* [TAREFA]
Converta todas as linhas abaixo em uma lista numerada, omitindo as linhas em branco.

* [LINHAS DE DADOS]
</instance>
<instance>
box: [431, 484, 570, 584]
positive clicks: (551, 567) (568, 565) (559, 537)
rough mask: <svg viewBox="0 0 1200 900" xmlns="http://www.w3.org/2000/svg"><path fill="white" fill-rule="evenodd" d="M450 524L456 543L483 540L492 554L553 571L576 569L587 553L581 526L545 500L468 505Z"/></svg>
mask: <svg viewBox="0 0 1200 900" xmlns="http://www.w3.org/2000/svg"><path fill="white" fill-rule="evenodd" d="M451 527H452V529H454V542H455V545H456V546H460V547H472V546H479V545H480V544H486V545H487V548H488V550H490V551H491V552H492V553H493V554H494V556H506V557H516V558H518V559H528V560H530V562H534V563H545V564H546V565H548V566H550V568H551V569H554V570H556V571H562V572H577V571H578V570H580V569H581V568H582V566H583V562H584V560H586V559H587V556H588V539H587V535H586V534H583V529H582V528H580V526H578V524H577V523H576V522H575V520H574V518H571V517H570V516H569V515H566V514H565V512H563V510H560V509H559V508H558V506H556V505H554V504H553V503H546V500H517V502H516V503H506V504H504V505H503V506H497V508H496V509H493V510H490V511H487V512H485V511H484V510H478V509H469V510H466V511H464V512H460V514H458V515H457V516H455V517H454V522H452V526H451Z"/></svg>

* [RESPOSTA FINAL]
1. </instance>
2. <instance>
3. box: [431, 484, 570, 584]
4. positive clicks: (551, 567) (568, 565) (559, 537)
5. rough mask: <svg viewBox="0 0 1200 900" xmlns="http://www.w3.org/2000/svg"><path fill="white" fill-rule="evenodd" d="M450 524L456 543L483 540L492 554L553 571L576 569L587 553L581 526L545 500L468 505Z"/></svg>
6. mask: <svg viewBox="0 0 1200 900" xmlns="http://www.w3.org/2000/svg"><path fill="white" fill-rule="evenodd" d="M451 527H452V529H454V542H455V545H456V546H460V547H472V546H479V545H480V544H486V545H487V548H488V550H490V551H491V552H492V553H493V554H494V556H506V557H516V558H518V559H528V560H530V562H534V563H545V564H546V565H548V566H550V568H551V569H554V570H556V571H562V572H577V571H578V570H580V569H581V568H582V566H583V562H584V560H586V559H587V556H588V539H587V535H586V534H583V529H582V528H580V526H578V524H577V523H576V522H575V520H574V518H571V517H570V516H569V515H566V514H565V512H563V510H560V509H559V508H558V506H556V505H554V504H553V503H546V500H517V502H516V503H506V504H504V505H503V506H497V508H496V509H493V510H490V511H487V512H485V511H484V510H478V509H469V510H466V511H464V512H460V514H458V515H457V516H455V517H454V522H452V526H451Z"/></svg>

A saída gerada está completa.